▽

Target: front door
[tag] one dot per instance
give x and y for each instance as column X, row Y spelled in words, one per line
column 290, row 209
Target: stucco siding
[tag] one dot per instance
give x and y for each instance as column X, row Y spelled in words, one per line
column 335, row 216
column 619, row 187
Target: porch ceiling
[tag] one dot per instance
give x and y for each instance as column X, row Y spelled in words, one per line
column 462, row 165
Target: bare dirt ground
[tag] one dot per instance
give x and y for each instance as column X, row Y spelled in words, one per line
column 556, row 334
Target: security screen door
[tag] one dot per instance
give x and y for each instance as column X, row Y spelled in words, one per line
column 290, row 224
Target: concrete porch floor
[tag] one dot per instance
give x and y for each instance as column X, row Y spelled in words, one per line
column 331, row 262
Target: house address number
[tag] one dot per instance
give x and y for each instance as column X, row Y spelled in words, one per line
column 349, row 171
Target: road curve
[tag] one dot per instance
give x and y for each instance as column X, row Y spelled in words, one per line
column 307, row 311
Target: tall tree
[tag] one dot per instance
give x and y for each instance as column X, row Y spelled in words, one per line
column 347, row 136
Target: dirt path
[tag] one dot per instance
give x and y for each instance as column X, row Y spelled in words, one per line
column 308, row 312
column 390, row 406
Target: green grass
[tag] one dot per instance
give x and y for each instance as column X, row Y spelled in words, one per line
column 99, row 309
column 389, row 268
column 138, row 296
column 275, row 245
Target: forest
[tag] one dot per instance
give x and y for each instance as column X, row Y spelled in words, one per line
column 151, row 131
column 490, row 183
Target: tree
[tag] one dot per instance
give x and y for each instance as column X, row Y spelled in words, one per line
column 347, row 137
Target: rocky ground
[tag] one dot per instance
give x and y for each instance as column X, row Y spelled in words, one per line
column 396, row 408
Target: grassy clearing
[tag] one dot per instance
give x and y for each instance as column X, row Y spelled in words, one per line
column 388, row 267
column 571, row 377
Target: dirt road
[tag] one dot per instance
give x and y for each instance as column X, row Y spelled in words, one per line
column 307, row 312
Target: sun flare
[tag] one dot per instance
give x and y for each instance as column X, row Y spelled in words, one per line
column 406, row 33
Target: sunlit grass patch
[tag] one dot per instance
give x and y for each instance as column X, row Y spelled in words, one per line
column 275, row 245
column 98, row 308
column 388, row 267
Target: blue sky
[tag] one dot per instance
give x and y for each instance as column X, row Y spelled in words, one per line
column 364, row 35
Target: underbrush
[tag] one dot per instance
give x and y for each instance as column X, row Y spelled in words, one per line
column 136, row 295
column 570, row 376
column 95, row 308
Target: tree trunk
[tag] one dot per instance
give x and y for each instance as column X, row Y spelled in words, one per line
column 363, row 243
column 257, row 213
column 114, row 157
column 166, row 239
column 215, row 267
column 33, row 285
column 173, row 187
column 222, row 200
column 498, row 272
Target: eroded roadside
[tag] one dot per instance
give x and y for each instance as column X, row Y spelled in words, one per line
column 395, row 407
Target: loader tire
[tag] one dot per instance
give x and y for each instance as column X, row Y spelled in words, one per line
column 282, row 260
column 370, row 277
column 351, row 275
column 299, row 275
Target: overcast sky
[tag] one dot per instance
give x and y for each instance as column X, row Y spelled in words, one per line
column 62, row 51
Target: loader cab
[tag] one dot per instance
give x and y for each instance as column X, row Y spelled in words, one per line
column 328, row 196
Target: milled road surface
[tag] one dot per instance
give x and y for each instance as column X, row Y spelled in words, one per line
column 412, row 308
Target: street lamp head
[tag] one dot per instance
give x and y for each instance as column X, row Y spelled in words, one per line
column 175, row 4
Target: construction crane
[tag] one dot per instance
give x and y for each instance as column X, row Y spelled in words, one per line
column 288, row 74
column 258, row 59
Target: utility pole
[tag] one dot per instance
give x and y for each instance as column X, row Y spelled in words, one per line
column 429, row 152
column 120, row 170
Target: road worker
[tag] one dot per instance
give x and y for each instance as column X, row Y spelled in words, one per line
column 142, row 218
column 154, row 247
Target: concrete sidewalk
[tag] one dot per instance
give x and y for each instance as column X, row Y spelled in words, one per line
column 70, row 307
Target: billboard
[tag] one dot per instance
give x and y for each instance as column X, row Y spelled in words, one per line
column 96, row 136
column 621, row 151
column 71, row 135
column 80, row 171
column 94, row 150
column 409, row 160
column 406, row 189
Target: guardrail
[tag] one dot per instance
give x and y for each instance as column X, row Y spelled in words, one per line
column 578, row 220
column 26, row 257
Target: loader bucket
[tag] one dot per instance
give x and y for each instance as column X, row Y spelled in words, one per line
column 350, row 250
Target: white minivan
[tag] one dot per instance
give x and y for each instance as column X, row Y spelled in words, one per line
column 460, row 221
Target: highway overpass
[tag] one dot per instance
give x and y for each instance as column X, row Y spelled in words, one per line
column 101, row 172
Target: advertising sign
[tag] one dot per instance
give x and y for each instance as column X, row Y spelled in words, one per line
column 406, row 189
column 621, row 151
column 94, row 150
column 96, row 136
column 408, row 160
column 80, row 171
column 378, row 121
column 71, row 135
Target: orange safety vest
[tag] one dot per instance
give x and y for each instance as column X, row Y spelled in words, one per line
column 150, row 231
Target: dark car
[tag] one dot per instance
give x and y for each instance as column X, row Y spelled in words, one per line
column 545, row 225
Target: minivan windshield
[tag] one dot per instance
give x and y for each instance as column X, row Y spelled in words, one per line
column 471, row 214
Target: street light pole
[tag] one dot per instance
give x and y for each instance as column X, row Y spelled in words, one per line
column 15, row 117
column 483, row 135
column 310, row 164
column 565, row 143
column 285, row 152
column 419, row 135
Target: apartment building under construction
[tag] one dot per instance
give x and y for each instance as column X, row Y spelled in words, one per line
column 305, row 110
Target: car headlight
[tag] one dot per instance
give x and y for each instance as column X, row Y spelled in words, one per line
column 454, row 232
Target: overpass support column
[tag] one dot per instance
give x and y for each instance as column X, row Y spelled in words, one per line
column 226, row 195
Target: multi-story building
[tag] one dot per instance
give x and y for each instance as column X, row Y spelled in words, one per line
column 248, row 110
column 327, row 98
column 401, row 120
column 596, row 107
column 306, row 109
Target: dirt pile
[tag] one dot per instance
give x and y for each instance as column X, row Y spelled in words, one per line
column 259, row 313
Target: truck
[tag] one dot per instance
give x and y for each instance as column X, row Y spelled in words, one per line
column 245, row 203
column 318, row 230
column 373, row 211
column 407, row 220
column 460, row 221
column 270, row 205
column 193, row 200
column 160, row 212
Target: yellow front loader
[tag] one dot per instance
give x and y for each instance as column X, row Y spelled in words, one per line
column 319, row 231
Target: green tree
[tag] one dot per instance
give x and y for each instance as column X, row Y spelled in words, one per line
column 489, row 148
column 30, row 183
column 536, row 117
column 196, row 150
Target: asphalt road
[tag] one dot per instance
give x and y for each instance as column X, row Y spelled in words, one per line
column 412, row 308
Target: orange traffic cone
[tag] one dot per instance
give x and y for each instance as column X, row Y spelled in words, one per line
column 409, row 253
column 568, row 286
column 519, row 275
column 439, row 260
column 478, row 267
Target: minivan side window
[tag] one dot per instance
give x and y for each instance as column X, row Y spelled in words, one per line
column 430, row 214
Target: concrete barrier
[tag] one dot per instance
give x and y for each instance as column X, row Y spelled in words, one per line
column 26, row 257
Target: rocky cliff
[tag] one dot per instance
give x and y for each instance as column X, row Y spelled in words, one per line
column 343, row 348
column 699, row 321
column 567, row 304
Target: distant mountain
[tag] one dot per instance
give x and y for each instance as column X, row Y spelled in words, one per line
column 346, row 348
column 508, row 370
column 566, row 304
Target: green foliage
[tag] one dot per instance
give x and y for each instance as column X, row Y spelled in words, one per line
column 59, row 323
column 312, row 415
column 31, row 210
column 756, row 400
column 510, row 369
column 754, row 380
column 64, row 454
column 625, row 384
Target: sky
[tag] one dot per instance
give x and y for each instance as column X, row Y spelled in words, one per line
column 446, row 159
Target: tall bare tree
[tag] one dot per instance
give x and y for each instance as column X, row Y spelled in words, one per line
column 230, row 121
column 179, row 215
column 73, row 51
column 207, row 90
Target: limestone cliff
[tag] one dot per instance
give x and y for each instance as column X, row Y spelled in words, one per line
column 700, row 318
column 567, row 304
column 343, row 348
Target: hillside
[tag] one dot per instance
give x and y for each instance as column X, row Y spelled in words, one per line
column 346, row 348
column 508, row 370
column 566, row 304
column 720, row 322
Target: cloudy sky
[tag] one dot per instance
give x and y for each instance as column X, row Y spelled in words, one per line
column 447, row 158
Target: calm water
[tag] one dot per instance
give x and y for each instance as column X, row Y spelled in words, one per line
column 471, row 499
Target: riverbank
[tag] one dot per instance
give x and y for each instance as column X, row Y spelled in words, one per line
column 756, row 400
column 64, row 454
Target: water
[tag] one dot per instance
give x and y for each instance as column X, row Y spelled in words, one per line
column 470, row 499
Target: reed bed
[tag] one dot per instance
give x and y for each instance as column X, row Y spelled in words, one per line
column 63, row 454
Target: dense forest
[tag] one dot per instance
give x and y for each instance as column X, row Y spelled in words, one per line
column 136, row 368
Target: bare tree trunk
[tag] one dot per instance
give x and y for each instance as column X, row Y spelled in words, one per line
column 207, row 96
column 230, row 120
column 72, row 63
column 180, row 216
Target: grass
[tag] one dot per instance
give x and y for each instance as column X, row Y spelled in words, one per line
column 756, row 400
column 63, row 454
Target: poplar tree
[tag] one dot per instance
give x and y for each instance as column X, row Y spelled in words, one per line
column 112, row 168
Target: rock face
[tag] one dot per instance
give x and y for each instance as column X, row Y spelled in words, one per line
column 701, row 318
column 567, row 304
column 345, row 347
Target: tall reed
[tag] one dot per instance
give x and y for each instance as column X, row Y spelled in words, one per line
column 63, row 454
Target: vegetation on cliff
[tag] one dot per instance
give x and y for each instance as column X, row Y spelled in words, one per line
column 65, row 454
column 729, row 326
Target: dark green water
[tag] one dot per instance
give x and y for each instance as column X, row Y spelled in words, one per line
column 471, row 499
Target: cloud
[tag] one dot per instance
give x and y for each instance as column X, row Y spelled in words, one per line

△

Exercise objective:
Where a line in the material contains "rocky", copy that line.

Result:
Target: rocky ground
Target: rocky cliff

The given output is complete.